:: READING TEXT ::
'''

Though the transmission level of COVID-19 in the UCSB community is in the low category by the CDC’s scale, the return of students to campus still means the increased risk of spreading the virus, demonstrating the largest concern surrounding student health. 

Art by Ruhika Nandy

To mitigate this, UCSB Student Health recommends masks indoors in shared spaces, specifically during the first two weeks of the quarter where risk is predicted to be highest. The most recent booster shot, which targets the original strain of COVID-19 as well as the Omicron variants BA.4 and BA.5, is available by appointment via the Student Health Patient Portal. Rapid testing remains available for students at the front desks of the residence halls, in the campus bookstore at the UCen, the Student Resource Building, Recreation Center and University Library. 

The risk of outbreaks of the monkeypox and COVID-19 viruses are being currently monitored via data collection by the Santa Barbara Department of Public Health. As of Sept. 20, only 14 cases of monkeypox were confirmed in Santa Barbara County. 

According to the CDC, monkeypox is not known to be transmitted via shared airspace and is rather spread through direct contact with the body fluids or sores of a person infected. Students not included in the priority groups for vaccines can protect themselves by washing their hands often, particularly after contact with high-touch surfaces or the skin of someone who appears to have a rash resembling monkeypox. 

According to UCSB Student Health Services, a limited number of students can receive the JYNNEOS vaccine for monkeypox. The guidelines state that those who should prioritize getting the vaccine are people who have knowingly been in contact with someone who has monkeypox or “attended an event or venue where there was known monkeypox exposure.”  Students who are “gay, bisexual, and other men (including cisgender and transgender men) who have sex with men or transgender women” are priority groups of the CDC for vaccine allocation.

'''

:: EXERCISE DATA ::
'''

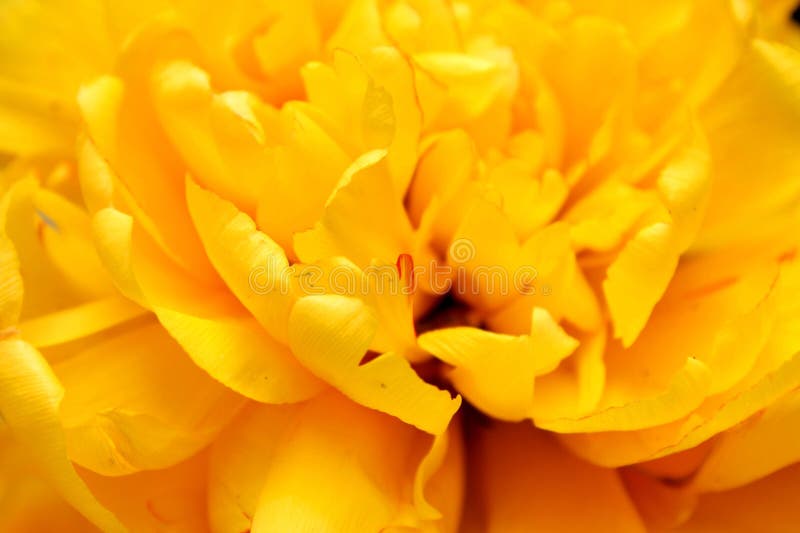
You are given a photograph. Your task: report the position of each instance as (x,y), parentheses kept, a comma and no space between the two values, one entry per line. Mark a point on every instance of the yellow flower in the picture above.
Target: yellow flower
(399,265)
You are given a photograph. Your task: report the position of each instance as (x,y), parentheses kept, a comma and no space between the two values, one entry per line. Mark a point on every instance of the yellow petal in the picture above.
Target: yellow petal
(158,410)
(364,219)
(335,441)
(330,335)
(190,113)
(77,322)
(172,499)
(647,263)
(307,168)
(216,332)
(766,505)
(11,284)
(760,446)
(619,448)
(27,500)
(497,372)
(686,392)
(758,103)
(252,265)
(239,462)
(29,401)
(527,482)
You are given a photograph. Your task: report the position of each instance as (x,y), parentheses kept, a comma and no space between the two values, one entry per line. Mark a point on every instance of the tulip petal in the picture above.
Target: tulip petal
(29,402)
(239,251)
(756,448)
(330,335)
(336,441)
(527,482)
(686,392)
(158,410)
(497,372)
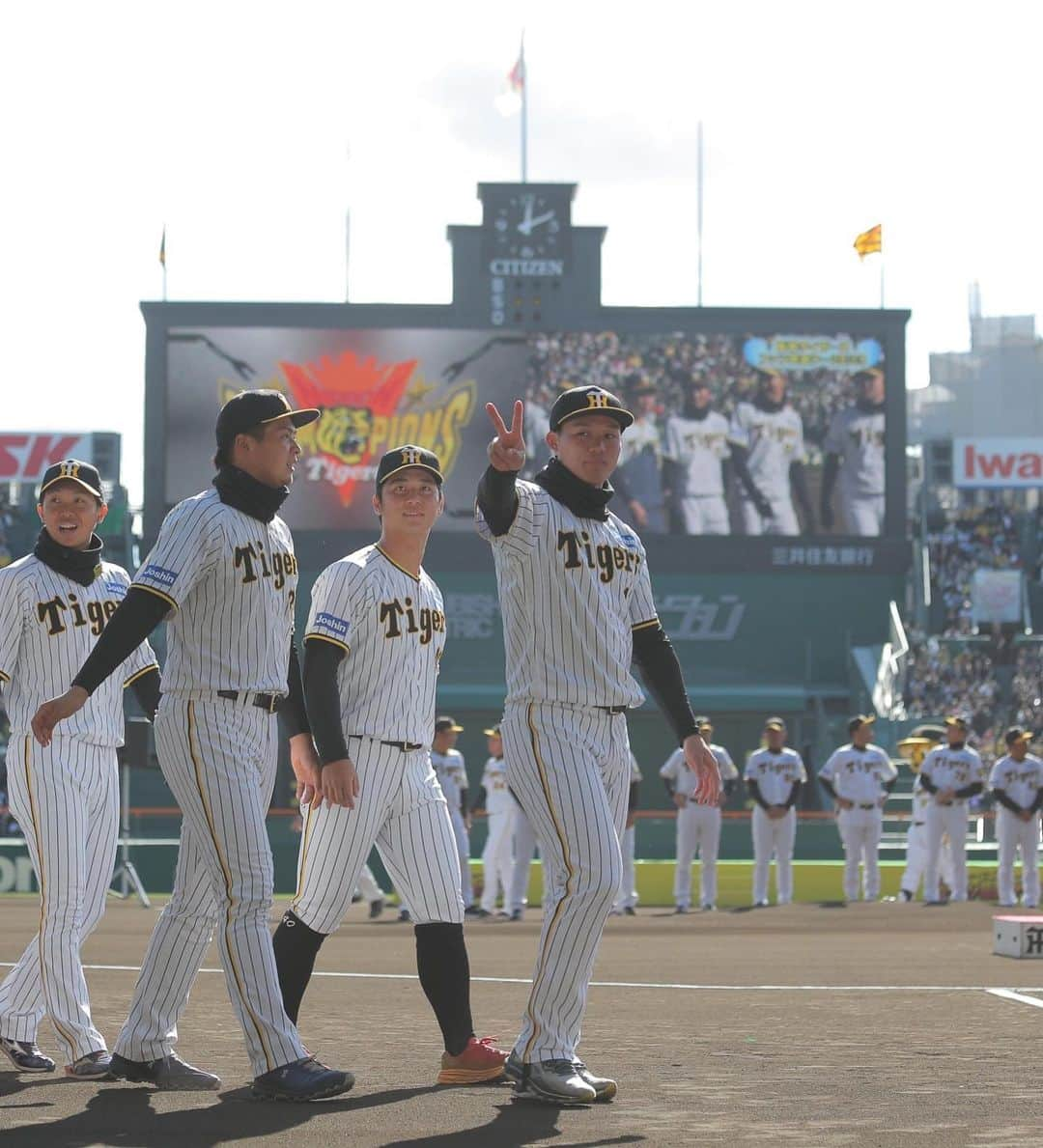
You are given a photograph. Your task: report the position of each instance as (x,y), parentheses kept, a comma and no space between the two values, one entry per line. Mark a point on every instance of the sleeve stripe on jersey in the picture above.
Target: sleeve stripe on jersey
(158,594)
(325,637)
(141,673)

'''
'''

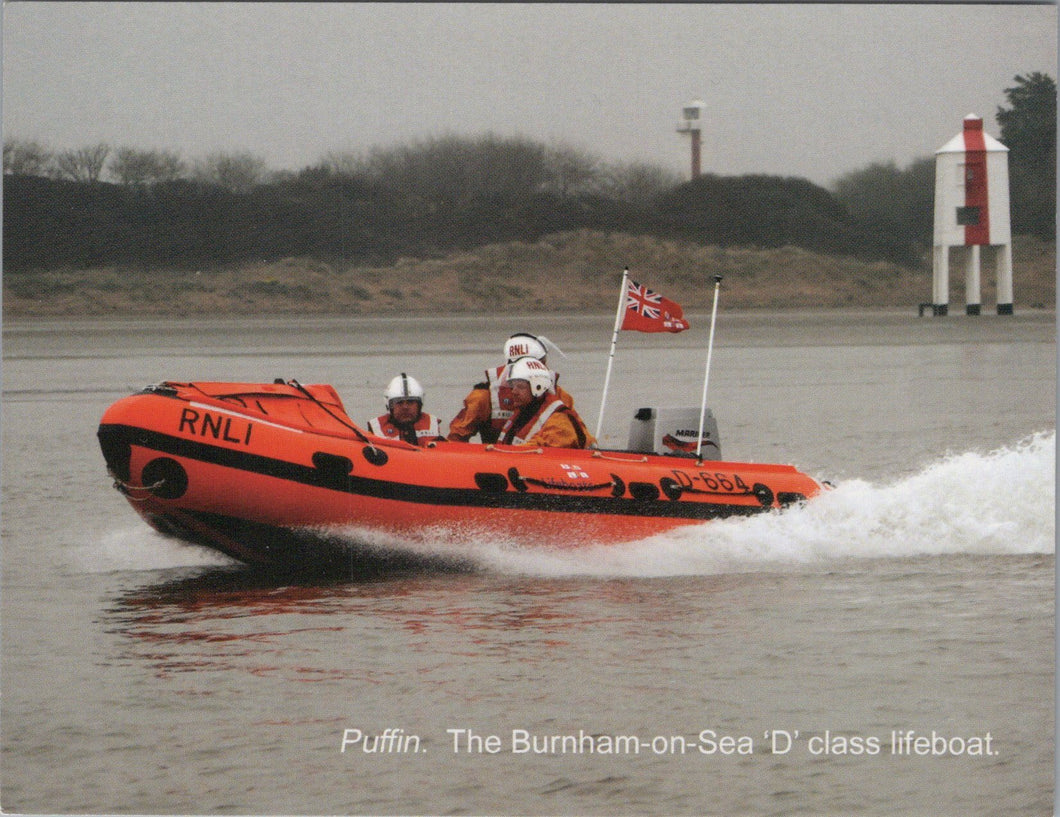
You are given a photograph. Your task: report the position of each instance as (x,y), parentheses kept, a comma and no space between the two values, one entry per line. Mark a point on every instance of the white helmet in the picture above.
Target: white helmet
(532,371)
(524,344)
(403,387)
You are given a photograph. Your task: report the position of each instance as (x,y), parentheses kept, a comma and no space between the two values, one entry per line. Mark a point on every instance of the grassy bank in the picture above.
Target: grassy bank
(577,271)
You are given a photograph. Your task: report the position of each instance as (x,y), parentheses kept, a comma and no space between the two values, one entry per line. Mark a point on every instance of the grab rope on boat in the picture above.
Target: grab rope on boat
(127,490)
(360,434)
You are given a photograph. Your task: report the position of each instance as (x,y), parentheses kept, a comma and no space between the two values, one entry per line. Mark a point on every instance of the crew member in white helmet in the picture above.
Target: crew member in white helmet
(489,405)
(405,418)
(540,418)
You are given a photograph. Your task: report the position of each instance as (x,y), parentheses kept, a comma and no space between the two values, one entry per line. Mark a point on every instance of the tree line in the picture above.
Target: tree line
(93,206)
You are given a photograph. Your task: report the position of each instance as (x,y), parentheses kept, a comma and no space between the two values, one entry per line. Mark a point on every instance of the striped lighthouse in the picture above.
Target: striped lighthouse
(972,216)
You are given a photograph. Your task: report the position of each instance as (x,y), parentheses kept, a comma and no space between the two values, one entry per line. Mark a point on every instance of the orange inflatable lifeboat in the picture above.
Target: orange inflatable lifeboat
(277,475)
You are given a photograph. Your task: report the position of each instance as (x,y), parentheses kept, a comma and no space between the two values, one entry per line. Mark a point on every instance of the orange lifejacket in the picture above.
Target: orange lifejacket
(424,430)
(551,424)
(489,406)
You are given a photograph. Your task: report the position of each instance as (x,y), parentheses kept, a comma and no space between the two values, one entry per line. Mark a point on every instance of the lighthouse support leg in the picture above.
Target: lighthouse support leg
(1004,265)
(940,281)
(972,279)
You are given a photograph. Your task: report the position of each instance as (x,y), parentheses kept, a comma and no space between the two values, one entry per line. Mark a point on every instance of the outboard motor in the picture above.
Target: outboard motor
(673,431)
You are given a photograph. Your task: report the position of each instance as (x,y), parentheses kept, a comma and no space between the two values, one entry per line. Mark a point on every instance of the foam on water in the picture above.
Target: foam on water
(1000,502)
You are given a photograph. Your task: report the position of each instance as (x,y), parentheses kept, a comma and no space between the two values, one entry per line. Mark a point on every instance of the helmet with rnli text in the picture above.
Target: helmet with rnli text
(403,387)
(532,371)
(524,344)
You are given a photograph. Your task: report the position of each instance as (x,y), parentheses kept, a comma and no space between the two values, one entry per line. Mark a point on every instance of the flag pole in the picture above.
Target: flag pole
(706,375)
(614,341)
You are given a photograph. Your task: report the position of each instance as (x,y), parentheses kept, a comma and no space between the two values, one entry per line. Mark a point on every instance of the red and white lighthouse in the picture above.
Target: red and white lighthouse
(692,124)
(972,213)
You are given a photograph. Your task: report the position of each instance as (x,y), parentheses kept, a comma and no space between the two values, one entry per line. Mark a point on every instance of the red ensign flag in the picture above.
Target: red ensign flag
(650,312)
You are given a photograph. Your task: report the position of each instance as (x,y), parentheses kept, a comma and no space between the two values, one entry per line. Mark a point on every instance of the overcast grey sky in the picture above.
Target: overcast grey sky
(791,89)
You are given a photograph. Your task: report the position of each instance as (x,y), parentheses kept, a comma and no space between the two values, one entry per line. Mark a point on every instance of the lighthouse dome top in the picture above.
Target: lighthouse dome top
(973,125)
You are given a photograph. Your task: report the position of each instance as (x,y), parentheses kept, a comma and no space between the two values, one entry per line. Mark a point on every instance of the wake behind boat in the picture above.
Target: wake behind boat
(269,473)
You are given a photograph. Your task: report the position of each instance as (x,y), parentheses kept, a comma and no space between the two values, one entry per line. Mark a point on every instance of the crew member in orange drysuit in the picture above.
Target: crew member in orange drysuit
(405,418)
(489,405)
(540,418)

'''

:: PROMPT 1 ::
Translate this sentence from the article on COVID-19 and monkeypox at UCSB into Spanish: "As of Sept. 20, only 14 cases of monkeypox were confirmed in Santa Barbara County."
:: PROMPT 2 ::
Extend the article on COVID-19 and monkeypox at UCSB by writing what comes after its final sentence.
The lines above are not needed for what follows.

:: WRITTEN REPLY 1 ::
Al 20 de septiembre, solo se habían confirmado 14 casos de viruela símica en el condado de Santa Bárbara.

:: WRITTEN REPLY 2 ::
In a partnership between the Recreation & Wellness and University Health departments at the University of Maryland, student health consists of eight different dimensions of wellness: physical, social, emotional, intellectual, vocational, environmental, spiritual and financial. All eight dimensions overlap and affect one another, uniquely summing up to a student’s overall health and wellness. A healthy balance of these eight dimensions, the guide reads, is different from person to person, depending on one’s environment and control over their circumstances. 

In a survey of 30,967 participants conducted by Statista in 2021, only 39% of the surveyed college students said they believed that they were in good physical and mental health. 

In the same survey by Statista, 23% of respondents reported feeling fatigued every day in the week before they took the survey. 41% of respondents said they experienced symptoms of depression in the last year. 26.9% of students reported a diagnosis of a respiratory illness in the last 12 months before they took the survey. 

The beginning of the year marks a period of adjustment for many students as they experience new living situations and new campus involvements, matching their current involvements to an ever-changing set of goals for the future. 

According to a guide by the University of New Hampshire, being healthy is more than not being sick. Physical wellness specifically requires informed choices when it comes to precautions against illness and infection, alcohol, eating, reproductive health, sleep and stress management. 

A wellness map detailing where resources like condoms, menstrual products, hydration stations and rest chairs are located on campus can be found on the UCSB Health and Wellness website.